(Input data begins)
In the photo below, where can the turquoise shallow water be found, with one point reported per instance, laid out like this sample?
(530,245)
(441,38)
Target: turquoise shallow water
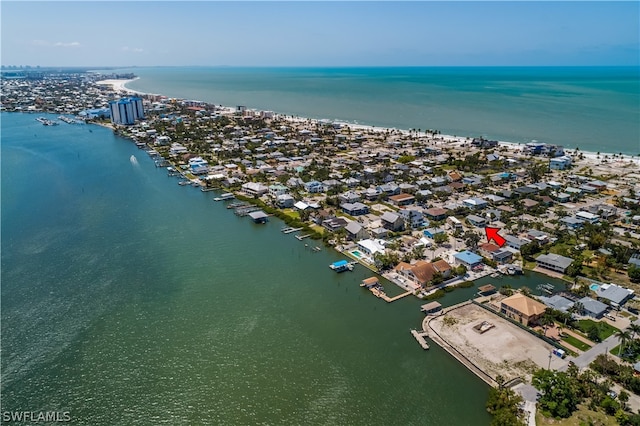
(594,108)
(127,299)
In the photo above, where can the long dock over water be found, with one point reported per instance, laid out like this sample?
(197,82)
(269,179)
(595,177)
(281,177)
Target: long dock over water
(382,295)
(420,337)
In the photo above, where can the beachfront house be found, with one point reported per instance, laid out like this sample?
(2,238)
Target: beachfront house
(554,262)
(412,218)
(560,163)
(523,309)
(285,201)
(614,294)
(392,221)
(355,231)
(474,203)
(255,189)
(314,187)
(468,259)
(355,209)
(436,213)
(402,199)
(371,247)
(198,166)
(476,221)
(592,308)
(557,302)
(422,272)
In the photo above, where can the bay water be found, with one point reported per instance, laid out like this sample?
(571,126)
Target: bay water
(128,299)
(595,109)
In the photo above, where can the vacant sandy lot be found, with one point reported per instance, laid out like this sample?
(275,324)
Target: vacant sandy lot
(504,349)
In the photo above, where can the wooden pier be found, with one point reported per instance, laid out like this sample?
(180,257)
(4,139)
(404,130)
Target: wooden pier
(382,295)
(420,337)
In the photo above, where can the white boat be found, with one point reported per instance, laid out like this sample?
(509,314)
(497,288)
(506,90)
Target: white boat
(225,196)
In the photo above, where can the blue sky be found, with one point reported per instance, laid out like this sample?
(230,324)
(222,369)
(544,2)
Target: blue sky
(358,33)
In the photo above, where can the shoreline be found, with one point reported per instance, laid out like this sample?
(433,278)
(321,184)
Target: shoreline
(590,157)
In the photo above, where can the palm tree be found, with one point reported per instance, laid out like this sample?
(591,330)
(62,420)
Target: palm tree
(624,337)
(634,329)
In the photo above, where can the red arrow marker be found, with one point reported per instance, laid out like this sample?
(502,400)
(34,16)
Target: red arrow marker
(492,234)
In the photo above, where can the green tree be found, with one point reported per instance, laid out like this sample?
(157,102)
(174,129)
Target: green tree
(624,337)
(559,397)
(503,404)
(634,273)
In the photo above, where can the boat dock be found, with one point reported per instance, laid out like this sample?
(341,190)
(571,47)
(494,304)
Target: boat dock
(420,337)
(378,291)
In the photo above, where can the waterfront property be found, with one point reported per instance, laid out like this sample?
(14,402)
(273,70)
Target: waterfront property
(468,259)
(341,266)
(521,308)
(554,262)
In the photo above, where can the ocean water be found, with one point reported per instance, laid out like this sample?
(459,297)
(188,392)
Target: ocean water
(128,299)
(595,109)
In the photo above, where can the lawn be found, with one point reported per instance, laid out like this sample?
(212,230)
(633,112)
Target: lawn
(577,343)
(583,416)
(605,330)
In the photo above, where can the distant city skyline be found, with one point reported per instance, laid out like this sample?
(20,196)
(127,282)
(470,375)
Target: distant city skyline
(454,33)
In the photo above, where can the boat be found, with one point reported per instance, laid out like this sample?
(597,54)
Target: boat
(341,266)
(225,196)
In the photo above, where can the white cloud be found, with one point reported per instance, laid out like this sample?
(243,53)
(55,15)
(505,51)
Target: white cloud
(72,44)
(56,44)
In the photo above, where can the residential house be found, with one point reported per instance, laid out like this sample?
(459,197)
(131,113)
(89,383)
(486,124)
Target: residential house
(515,242)
(475,203)
(571,222)
(334,224)
(468,259)
(285,201)
(560,163)
(436,213)
(255,188)
(615,294)
(402,199)
(592,308)
(422,272)
(371,246)
(413,218)
(523,309)
(392,221)
(476,221)
(554,262)
(557,302)
(349,197)
(355,231)
(277,189)
(314,187)
(355,209)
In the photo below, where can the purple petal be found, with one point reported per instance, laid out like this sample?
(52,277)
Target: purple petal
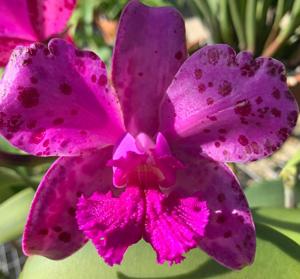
(15,27)
(49,17)
(51,228)
(56,101)
(234,107)
(174,223)
(149,50)
(112,222)
(230,233)
(6,47)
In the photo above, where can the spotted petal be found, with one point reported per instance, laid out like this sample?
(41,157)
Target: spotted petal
(230,234)
(15,27)
(56,101)
(51,228)
(235,107)
(49,17)
(112,221)
(24,22)
(149,50)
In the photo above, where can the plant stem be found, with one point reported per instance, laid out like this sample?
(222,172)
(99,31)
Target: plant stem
(Input data ends)
- **What needs to be done**:
Each line from the first line of the entries through the line containing "In the photo above, where can the vacant" should be duplicated word for word, and nothing more; the pictures stay out.

- **Response to this exercise**:
In the photo below, where can the turquoise shallow water be found, with one point reported per instance, laid out like this sample?
(530,245)
(441,38)
Target: turquoise shallow water
(594,108)
(127,299)
In the photo above, where can the long dock over water be found, with one point reported per instance, laid out like this sample?
(197,82)
(269,179)
(595,177)
(281,177)
Target: long dock over water
(382,295)
(420,337)
In the photo above, where can the beachfront house be found, with one point reported per instance, laid out like this sample?
(2,238)
Target: beachfront house
(554,262)
(412,218)
(560,163)
(523,309)
(285,201)
(614,294)
(392,221)
(355,231)
(474,203)
(255,189)
(314,187)
(468,259)
(355,209)
(436,213)
(402,199)
(371,247)
(198,166)
(476,221)
(592,308)
(557,302)
(422,272)
In the photo above, where can the bay water be found, with one point reported per instance, laid out like this sample?
(571,126)
Target: bay water
(128,299)
(595,109)
In the photo above, where can the vacant sandy lot be found, with one point reported per instance, laid out like this sample?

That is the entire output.